• _Records excerpted from a collection_
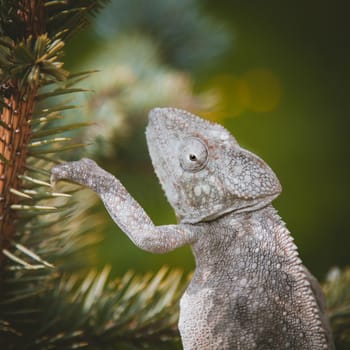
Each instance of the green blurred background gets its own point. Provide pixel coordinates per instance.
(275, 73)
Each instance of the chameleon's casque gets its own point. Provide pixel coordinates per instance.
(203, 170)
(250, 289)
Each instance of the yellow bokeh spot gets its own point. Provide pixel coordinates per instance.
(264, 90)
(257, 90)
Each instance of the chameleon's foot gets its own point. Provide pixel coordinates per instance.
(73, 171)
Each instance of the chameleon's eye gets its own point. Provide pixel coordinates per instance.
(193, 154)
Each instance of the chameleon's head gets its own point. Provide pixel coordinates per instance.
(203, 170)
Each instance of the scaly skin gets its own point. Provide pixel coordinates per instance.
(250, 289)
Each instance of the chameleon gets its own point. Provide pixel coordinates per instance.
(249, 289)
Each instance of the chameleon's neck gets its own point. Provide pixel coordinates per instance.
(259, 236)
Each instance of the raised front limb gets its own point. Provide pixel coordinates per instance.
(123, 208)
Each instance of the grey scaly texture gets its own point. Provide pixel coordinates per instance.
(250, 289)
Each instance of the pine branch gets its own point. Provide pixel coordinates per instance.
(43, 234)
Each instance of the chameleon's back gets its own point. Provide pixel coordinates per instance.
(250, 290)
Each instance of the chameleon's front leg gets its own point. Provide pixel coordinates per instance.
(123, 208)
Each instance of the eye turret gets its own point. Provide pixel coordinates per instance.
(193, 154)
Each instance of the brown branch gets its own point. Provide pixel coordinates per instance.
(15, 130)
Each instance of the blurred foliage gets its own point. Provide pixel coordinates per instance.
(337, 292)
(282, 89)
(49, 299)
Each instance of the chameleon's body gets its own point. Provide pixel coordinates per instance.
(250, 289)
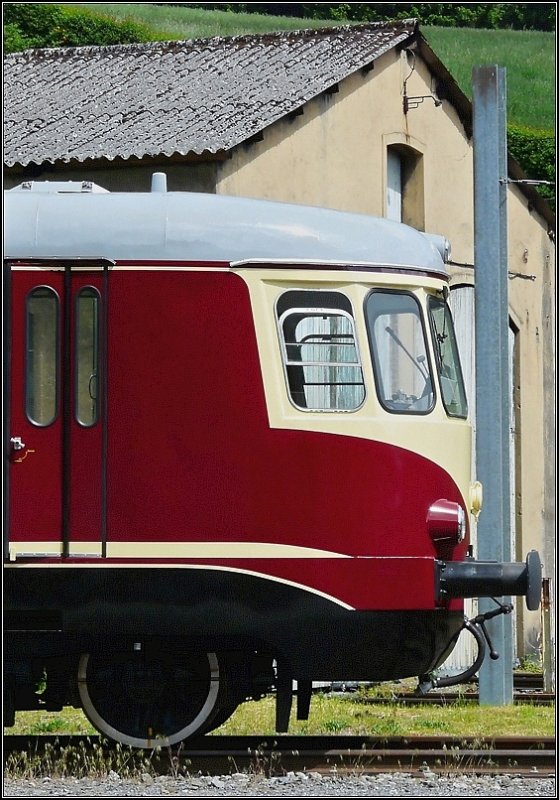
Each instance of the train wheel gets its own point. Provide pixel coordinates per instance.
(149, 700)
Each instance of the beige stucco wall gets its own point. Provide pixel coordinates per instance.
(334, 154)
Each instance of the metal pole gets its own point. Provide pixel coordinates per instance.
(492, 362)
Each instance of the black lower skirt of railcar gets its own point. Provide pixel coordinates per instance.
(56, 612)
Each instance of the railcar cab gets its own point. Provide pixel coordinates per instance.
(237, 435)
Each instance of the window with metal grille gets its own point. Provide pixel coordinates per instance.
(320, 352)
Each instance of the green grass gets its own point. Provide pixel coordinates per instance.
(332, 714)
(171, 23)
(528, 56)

--

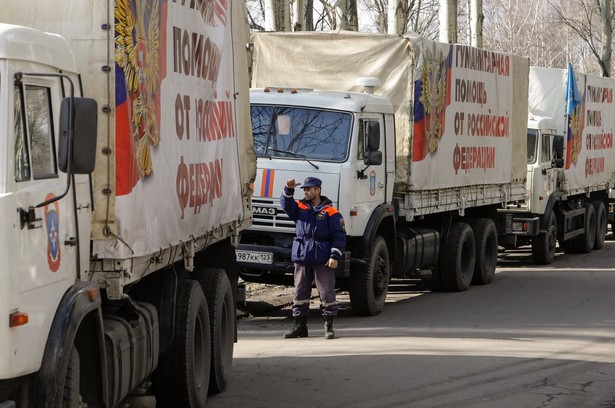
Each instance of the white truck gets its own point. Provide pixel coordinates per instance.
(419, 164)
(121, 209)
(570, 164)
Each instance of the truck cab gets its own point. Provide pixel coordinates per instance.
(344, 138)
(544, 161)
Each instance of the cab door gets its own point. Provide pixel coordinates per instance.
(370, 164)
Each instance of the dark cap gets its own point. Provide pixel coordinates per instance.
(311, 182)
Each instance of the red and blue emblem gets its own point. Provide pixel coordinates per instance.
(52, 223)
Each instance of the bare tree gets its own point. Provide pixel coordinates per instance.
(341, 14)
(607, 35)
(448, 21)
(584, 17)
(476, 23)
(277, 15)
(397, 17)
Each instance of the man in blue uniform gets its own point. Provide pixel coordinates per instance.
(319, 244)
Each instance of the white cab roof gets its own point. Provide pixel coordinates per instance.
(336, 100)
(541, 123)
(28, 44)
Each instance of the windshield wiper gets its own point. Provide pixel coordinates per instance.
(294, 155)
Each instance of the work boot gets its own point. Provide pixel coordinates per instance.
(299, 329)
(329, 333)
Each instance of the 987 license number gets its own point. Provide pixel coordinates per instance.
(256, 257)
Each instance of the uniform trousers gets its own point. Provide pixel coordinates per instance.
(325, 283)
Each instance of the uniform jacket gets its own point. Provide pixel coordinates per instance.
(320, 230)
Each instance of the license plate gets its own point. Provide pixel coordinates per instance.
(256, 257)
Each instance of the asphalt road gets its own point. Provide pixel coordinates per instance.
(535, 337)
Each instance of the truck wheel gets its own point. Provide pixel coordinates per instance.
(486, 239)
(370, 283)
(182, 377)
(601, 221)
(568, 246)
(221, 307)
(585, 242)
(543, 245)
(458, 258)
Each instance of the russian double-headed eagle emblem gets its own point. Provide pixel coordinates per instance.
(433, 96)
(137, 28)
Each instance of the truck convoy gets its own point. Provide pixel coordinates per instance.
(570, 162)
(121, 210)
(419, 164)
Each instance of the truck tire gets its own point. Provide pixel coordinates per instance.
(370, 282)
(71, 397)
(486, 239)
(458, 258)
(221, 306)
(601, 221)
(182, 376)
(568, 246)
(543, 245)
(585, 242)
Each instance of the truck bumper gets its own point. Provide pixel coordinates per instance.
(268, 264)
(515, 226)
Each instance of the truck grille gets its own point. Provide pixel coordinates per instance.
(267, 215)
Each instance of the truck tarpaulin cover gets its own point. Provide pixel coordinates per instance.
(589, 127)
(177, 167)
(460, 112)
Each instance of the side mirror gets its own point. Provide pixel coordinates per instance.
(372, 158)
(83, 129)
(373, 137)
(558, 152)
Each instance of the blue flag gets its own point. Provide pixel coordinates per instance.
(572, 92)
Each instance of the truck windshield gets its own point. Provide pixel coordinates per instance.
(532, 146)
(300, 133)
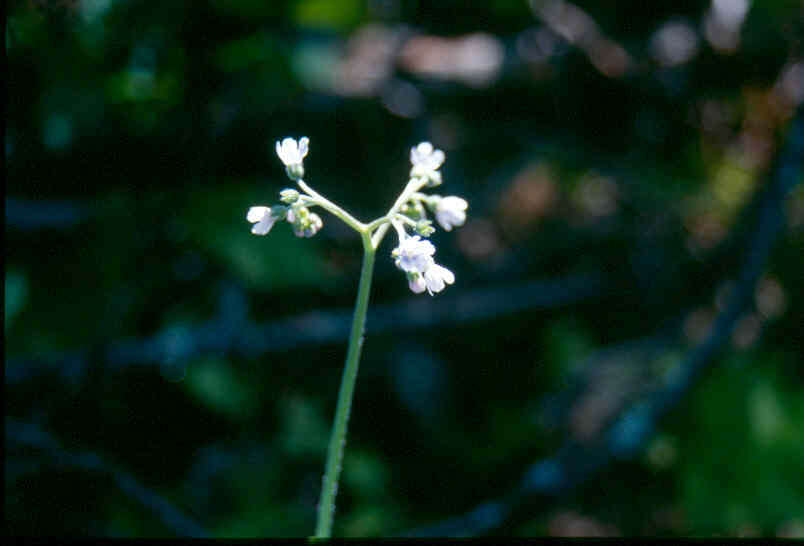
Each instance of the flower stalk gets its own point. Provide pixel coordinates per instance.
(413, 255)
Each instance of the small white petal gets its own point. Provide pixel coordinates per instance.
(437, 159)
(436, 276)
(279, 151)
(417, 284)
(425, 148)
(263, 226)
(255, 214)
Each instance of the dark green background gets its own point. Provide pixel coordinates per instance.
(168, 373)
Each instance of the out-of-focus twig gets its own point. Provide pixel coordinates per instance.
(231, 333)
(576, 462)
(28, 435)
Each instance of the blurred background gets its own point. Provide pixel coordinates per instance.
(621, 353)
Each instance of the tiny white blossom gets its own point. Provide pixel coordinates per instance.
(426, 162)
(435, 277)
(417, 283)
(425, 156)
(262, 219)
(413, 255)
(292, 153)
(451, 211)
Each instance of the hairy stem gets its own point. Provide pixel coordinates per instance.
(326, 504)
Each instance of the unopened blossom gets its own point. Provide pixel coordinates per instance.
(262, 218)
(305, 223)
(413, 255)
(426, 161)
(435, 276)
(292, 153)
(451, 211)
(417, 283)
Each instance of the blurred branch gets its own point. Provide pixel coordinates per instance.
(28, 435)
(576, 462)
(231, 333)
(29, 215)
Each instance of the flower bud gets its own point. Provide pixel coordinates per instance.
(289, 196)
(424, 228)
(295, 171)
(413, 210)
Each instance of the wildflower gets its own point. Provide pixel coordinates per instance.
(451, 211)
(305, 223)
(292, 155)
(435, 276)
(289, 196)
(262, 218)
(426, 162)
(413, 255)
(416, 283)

• _Task details_
Find every line in the data above that contains the word "license", and copy each of those lines. Matching is case-sensitive.

• _The reply_
Each instance of the 987 license number gets its own point. Provide pixel coordinates per instance.
Each instance of the license plate gets its own point. Provide pixel coordinates per instance.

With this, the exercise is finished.